> [ENTRIES PROVIDED]
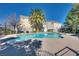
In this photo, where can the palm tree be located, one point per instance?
(37, 19)
(72, 20)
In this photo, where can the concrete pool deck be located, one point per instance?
(54, 45)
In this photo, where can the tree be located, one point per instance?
(37, 19)
(12, 21)
(72, 20)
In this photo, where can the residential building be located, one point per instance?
(24, 24)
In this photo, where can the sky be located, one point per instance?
(52, 11)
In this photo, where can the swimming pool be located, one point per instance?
(35, 35)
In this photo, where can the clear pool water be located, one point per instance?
(37, 35)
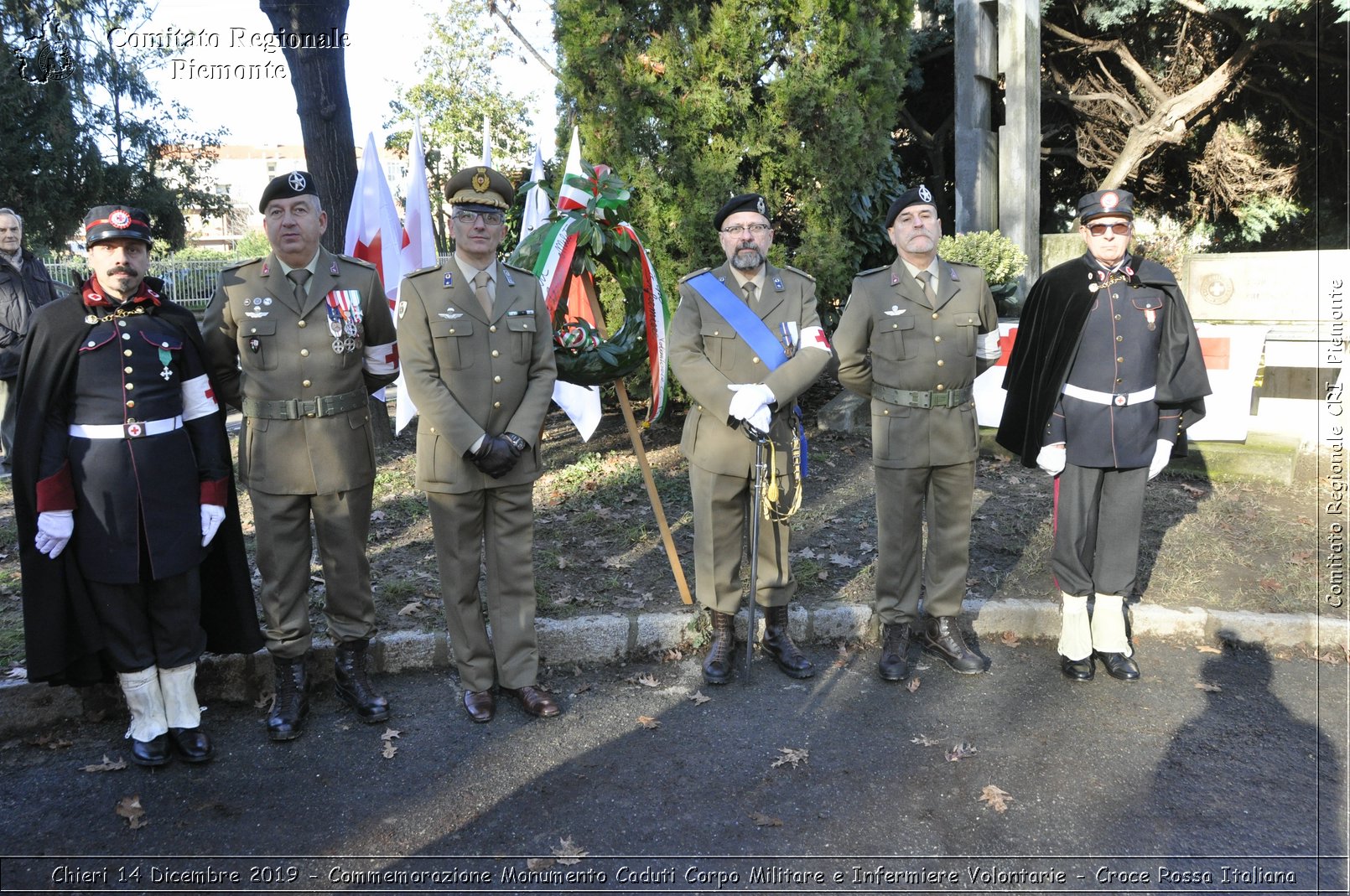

> [TASK DETAILS] Drop the images; restate the listing exactly.

> [WRITTEN SOLUTION]
In this photo, where can the palm tree be located, one point per instance?
(37, 19)
(72, 20)
In this photo, where can the concrete pool deck be located, one point per instance?
(54, 45)
In this photo, where can the tree be located, one point per instance?
(37, 19)
(12, 21)
(72, 20)
In this photo, where can the residential building be located, one point per instance?
(24, 24)
In this photo, where can the sky be located, one point per instance?
(52, 11)
In this photo, where can the swimming pool be located, one point per instance?
(35, 35)
In this photo, where can the clear pool water be located, one point per instance?
(37, 35)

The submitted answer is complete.